**TASK INSTRUCTIONS:**
A – Answer these questions using the passage on online review guidelines, giving each answer on its own line:
(i) What does the law in Australia prohibit in the advertising of regulated healthcare professions?
(ii) In what year did the Chiropractic Board of Australia issue guidelines requiring chiropractors to seek to have reviews about them removed?
(iii) Which board's advice did not require practitioners to seek removal of reviews on sites they did not control?
B – Write out part of the passage on online review guidelines word for word, beginning at the words "If the review" and stopping after the words "third party sites.".

++++ EXERCISE PASSAGE

Chiropractors, osteopaths and physiotherapists in Australia will be glad to hear that their Registration Boards have clarified their social media and online review guidelines.

Online reviews are something that registration boards and the Australian Health Practitioner Registration Agency (AHPRA) in Australia have struggled with for some time. The law in Australia prohibits the use of testimonials, including self testimonials, in the advertising of regulated healthcare professions. A testimonial is a statement from an individual about the effectiveness of a particular practitioner's treatment or therapies. An online review, if it comments on clinical matters like "Dr Smith's treatment was very effective", would be considered a testimonial and therefore in breach of the law.

If the review did not comment on clinical matters, for example "Dr. Smith is a nice person", then it would be permissible.

Earlier in 2014, the Chiropractic Board of Australia issued guidelines that chiropractors were required to seek to have reviews about them on the internet removed, even if they did not control the site on which they were posted, for example Google reviews.

This was at odds with the advice issued by the Medical Board which did not require practitioners to seek to have the reviews removed as long as they did not control the site. As such the Chiropractic Board was criticised for issuing unrealistic requirements.

Recently however, the Chiropractic Board recently brought its requirements in line with the Medical Board in removing the requirement to remove reviews on third party sites.

Clear Health Media has provided an article on the online review and social media requirements on its website. The review highlights that practitioners still need to be mindful of testimonials that may be posted on their sites or social media pages.

++++++++
++++ EXTRACTED DATA

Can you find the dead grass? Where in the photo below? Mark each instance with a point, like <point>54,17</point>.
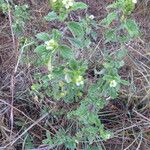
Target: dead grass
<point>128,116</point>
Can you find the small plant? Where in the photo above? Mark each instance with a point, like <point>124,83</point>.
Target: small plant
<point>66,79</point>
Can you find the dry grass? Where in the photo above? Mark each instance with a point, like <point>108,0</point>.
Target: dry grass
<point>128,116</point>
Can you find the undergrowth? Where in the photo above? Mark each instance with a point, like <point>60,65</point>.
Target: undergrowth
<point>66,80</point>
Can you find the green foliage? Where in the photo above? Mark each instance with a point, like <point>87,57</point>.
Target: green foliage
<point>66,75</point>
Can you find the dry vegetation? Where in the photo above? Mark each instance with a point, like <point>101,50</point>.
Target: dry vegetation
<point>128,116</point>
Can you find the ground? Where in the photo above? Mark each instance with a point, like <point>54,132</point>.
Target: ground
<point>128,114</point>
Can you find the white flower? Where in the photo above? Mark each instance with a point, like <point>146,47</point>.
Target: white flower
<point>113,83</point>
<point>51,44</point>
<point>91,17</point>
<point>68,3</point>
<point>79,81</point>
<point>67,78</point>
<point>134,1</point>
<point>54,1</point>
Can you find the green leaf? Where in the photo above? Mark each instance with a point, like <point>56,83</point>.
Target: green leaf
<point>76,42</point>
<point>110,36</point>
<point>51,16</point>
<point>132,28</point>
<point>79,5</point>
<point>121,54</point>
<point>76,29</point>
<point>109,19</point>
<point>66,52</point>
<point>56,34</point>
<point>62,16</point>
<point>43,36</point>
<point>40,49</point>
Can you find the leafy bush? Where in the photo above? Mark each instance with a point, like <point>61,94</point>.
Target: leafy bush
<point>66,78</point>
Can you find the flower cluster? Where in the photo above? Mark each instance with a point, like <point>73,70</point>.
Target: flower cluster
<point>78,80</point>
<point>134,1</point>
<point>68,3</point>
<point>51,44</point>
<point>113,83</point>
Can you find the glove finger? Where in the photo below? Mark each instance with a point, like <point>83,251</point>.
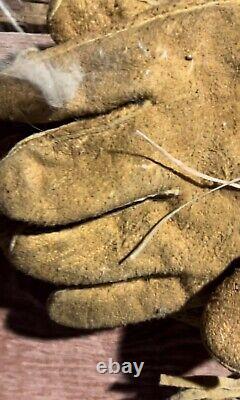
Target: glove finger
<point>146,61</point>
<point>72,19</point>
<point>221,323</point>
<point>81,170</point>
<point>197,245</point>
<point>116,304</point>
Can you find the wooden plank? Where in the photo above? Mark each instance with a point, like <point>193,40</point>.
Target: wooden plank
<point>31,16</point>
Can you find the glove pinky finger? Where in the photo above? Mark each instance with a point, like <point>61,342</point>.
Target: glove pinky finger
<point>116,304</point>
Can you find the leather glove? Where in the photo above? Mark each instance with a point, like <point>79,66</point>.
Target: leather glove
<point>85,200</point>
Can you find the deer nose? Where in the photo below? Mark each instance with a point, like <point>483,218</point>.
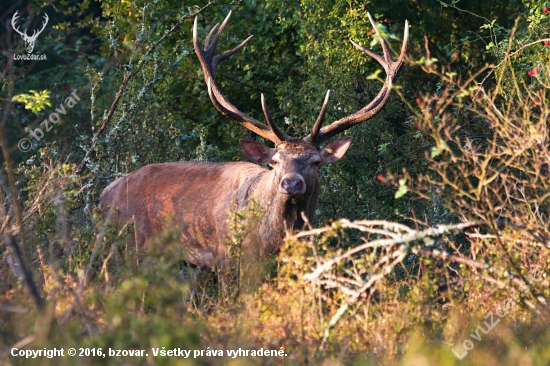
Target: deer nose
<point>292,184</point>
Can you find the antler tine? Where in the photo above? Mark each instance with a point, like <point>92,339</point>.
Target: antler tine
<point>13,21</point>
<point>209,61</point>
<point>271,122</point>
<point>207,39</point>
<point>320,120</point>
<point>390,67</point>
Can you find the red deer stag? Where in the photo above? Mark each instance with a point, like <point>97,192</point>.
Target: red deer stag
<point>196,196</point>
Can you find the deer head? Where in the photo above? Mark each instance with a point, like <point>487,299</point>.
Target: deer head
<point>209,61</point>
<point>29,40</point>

++++++++
++++ EXTRACTED DATA

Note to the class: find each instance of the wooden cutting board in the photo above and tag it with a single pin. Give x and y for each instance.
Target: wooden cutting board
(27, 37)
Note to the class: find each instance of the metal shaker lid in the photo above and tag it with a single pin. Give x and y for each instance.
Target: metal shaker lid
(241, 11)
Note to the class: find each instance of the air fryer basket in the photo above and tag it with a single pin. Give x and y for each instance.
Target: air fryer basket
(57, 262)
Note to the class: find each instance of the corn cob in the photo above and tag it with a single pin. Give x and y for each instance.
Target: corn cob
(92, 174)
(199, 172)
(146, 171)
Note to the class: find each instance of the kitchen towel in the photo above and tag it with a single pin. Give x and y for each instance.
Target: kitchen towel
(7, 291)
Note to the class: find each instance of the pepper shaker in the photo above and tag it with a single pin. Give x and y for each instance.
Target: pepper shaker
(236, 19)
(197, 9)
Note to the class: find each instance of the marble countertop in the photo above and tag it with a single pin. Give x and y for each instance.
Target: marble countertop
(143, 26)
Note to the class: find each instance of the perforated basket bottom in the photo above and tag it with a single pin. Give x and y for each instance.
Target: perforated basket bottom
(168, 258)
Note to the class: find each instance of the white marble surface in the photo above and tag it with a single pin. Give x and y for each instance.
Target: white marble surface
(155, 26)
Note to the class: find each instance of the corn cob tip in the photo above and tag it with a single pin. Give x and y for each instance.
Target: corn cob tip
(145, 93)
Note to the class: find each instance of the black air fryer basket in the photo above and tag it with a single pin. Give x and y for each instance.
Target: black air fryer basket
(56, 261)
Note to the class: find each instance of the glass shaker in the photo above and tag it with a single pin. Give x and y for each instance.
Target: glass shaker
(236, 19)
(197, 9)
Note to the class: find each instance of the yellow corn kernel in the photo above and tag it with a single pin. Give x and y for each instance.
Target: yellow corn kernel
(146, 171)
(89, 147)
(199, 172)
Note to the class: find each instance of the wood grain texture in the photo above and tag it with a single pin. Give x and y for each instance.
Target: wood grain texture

++++++++
++++ EXTRACTED DATA

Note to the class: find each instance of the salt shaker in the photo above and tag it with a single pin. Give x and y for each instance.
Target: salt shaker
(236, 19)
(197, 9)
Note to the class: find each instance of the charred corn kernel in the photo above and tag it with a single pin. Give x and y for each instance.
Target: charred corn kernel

++++++++

**ANSWERS FOR THIS EXERCISE:**
A –
(i) The use of testimonials, including self testimonials.
(ii) 2014.
(iii) The Medical Board.

B –
If the review did not comment on clinical matters, for example "Dr. Smith is a nice person", then it would be permissible.

Earlier in 2014, the Chiropractic Board of Australia issued guidelines that chiropractors were required to seek to have reviews about them on the internet removed, even if they did not control the site on which they were posted, for example Google reviews.

This was at odds with the advice issued by the Medical Board which did not require practitioners to seek to have the reviews removed as long as they did not control the site. As such the Chiropractic Board was criticised for issuing unrealistic requirements.

Recently however, the Chiropractic Board recently brought its requirements in line with the Medical Board in removing the requirement to remove reviews on third party sites.